--- Input data Enclosed Below ---

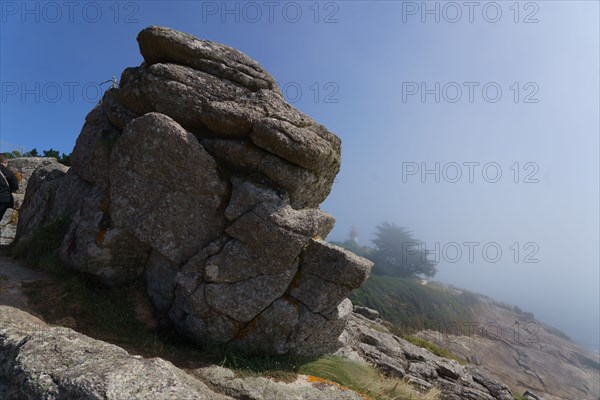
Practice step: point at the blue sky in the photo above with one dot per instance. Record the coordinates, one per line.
(517, 93)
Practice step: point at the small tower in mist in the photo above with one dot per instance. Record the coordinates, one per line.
(354, 234)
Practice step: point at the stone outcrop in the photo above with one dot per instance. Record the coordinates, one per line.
(23, 168)
(524, 353)
(38, 361)
(196, 176)
(370, 340)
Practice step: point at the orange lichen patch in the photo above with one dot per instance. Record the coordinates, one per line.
(292, 301)
(14, 217)
(320, 381)
(104, 207)
(100, 236)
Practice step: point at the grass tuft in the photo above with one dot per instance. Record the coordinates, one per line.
(363, 379)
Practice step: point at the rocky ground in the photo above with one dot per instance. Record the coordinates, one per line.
(525, 353)
(37, 359)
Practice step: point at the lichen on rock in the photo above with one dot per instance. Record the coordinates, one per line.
(197, 176)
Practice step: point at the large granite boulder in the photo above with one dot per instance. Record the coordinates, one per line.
(198, 177)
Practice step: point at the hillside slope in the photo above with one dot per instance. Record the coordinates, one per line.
(499, 339)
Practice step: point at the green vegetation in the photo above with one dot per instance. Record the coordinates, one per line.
(397, 253)
(412, 306)
(110, 314)
(39, 249)
(432, 347)
(363, 379)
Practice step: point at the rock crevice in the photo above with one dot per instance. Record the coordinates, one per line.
(197, 176)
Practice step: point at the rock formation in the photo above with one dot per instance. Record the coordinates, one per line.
(198, 177)
(23, 167)
(370, 340)
(38, 361)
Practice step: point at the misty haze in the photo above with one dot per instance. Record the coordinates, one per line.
(318, 199)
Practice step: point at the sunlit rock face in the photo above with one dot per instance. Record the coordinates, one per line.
(197, 176)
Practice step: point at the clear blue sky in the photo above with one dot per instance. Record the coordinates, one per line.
(360, 68)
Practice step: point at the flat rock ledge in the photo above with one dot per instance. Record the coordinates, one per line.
(38, 361)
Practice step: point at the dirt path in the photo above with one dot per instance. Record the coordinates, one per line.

--- End of Enclosed Input data ---

Only the lines from the one containing "Practice step: point at the clear" through the final line of the material should be printed, each word for word. Both of those lines count.

Practice step: point at the clear blue sky in the photo above with one dot per instance. Record the coordinates, one per line.
(360, 68)
Practice step: point at the flat rock ledge in the photo above with one dot per instance. Record the coordinates, one per line.
(38, 361)
Practice step: point at the dirt path in the photo above with one dot per instance. Record the coordinates, one per line.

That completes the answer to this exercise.